**The data**
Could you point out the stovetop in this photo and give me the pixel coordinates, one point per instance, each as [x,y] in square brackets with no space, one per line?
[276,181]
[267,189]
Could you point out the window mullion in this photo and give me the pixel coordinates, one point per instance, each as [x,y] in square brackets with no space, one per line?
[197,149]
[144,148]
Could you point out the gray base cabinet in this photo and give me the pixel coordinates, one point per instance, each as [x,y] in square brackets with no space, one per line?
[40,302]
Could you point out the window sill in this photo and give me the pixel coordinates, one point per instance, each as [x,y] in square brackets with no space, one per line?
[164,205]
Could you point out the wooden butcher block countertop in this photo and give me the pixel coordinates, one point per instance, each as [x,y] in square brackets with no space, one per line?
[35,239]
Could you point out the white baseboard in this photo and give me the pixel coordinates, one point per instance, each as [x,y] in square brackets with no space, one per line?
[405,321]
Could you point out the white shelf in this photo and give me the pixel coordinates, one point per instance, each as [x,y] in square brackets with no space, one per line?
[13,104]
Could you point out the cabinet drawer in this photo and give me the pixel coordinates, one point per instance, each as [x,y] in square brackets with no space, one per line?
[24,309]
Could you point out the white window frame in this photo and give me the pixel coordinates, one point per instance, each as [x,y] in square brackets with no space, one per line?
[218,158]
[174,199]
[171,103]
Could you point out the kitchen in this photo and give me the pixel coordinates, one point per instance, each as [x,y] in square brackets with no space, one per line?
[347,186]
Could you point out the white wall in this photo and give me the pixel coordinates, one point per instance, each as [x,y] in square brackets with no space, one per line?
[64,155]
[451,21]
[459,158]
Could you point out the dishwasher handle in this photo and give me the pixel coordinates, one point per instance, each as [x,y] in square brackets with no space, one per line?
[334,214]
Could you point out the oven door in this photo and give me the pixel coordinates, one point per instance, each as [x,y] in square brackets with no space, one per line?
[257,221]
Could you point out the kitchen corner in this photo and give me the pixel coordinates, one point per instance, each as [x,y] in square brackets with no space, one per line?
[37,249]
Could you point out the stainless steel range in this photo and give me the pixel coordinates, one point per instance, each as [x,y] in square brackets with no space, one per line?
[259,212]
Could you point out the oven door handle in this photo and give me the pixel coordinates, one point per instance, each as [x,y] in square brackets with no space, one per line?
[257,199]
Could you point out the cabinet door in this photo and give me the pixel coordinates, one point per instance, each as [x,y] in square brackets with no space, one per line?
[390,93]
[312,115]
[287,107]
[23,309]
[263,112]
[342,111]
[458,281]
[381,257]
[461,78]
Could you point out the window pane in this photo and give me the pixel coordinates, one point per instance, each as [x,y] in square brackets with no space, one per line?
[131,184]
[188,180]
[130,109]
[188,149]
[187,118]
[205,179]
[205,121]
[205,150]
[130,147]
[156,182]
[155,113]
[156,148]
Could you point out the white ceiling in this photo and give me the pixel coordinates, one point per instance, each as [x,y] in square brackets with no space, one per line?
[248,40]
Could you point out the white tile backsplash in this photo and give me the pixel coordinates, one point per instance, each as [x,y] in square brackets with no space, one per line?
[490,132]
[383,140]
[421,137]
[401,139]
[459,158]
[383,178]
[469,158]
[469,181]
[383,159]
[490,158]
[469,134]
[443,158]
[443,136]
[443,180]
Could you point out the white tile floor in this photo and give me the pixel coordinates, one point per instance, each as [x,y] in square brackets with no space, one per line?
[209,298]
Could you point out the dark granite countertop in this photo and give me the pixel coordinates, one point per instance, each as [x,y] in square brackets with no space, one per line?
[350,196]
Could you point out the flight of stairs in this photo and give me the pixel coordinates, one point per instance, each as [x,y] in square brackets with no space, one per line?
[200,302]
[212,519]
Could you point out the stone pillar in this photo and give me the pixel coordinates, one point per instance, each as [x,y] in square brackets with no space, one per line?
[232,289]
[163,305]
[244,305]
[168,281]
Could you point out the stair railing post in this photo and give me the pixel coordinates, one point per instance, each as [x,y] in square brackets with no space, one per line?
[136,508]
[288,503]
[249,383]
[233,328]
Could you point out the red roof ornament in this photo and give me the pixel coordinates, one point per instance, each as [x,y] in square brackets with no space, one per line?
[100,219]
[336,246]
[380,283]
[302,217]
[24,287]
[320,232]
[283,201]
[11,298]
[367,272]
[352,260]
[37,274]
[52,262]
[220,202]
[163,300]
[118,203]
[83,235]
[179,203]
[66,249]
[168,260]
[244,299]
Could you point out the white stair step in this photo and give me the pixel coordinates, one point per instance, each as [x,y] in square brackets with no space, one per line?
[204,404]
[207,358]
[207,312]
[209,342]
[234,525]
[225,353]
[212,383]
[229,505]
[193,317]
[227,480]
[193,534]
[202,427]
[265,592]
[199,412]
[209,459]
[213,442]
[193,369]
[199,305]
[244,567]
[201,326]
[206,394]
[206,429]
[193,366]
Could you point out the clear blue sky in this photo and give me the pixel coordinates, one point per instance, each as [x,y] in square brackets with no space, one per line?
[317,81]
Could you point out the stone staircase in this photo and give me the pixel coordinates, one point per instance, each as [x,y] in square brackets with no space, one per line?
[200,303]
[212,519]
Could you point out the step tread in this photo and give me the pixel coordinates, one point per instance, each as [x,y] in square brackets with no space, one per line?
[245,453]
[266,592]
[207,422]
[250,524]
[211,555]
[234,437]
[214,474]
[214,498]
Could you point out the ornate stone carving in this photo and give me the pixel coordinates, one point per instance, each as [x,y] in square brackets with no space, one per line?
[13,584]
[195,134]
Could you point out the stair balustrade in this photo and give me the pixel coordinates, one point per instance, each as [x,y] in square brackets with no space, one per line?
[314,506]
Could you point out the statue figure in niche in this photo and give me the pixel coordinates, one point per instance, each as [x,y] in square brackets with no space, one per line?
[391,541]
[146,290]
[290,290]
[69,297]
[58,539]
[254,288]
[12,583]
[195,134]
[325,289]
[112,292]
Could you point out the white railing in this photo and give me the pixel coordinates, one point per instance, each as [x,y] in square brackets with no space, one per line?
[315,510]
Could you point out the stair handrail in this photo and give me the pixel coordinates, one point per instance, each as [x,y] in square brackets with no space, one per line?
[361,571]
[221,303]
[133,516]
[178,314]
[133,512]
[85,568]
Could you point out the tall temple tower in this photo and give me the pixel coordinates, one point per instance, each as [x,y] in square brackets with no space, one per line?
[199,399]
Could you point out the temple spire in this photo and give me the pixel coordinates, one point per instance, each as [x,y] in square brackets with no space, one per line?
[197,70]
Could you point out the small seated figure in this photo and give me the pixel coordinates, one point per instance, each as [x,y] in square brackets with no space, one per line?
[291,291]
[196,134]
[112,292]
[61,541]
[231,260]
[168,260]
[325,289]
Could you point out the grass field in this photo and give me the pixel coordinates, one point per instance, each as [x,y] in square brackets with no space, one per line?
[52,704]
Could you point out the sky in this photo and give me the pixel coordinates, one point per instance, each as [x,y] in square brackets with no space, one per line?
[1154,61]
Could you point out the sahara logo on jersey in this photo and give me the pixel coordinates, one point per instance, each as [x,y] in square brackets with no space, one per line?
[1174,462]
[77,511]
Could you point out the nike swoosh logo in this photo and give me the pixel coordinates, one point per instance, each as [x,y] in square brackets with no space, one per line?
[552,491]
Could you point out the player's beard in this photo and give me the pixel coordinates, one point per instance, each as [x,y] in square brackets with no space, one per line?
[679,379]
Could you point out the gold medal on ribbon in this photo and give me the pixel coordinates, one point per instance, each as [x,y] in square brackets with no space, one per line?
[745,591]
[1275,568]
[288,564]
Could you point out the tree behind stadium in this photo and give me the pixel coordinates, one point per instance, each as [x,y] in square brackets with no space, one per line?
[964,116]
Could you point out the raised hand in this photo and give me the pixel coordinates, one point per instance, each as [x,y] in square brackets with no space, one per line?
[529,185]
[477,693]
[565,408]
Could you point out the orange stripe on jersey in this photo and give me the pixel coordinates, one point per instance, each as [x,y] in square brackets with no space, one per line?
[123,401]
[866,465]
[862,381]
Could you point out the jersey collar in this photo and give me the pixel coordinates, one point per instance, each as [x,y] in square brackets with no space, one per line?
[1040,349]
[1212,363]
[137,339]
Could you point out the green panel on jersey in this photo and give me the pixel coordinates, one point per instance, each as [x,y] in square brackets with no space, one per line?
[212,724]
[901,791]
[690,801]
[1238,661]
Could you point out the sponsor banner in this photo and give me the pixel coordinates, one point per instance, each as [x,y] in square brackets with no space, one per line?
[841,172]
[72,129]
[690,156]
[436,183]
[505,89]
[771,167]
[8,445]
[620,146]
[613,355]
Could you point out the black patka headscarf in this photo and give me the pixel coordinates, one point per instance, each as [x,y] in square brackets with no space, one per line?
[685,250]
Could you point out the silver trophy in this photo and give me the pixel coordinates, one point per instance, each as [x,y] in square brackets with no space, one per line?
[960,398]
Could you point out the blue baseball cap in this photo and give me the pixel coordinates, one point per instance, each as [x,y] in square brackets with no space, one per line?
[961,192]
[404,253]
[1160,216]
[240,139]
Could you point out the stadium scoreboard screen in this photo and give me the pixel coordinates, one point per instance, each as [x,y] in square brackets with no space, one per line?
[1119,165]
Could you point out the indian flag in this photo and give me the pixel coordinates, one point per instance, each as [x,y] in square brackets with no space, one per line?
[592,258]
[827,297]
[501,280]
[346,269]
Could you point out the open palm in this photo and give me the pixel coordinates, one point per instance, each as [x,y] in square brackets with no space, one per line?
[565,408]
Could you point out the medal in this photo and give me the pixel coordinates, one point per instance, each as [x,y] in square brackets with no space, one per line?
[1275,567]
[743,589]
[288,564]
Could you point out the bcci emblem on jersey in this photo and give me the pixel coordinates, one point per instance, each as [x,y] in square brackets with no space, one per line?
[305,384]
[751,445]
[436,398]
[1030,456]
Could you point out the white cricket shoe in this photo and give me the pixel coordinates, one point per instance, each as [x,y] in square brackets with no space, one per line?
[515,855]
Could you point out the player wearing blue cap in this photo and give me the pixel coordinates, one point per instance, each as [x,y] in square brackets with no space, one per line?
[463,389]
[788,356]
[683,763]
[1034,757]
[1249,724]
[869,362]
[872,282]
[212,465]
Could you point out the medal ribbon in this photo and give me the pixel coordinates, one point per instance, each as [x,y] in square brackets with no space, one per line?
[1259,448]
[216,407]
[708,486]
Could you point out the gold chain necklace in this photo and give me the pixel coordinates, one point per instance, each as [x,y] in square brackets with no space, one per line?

**Exercise directions**
An exact copy of the lines from the one with "Could you point out the stadium" through the last line of the listing is the whole answer.

**Finished task**
Could you point out the stadium scoreboard screen in this photo and give me the pixel coordinates, one point per instance, each as [x,y] in square brackets with no space, one per line?
[1119,165]
Could you point out the indian flag in this photo and give me the pixel coordinates, one point per instance, each as [x,y] in square brackets with no space, one per line?
[592,258]
[827,297]
[501,280]
[346,269]
Could you point out the open palm in this photo and give me the pixel coordinates, one point per instance, each as [x,y] in square brackets with no space, one per line?
[565,408]
Could you point out the medal in this photo and give me the pixel coordinates, one point per instance, each as [x,y] in square brackets with no space, one per line?
[1275,567]
[743,589]
[288,564]
Could you point out the bcci emblem on jersey in this photo and give me the pixel coordinates, one point per instance, each as [x,y] in square brackets with no space, one per line?
[305,384]
[751,445]
[436,398]
[1030,456]
Could you point out the white cricket shoe in this photo and give me the pixel coordinates, one point per instance, each as [x,y] in square brackets with no space, one per line?
[515,855]
Could you point out the player wearing blue cap in this photo and give me the pixel coordinates, one point per instance, each as [x,y] in square brackets with no space, one per line?
[463,389]
[788,356]
[683,763]
[1034,757]
[1249,724]
[869,362]
[872,282]
[212,465]
Could you point out the medal ribbon in this photo and give me the pixel coordinates, one point per instance, each as [x,y] in square brackets with no space, one per line?
[1259,448]
[216,407]
[708,486]
Could you point out the gold chain necklace in this photo and give me the pixel coordinates, one point per instance, each as [x,y] in square brackets with no space, one per line?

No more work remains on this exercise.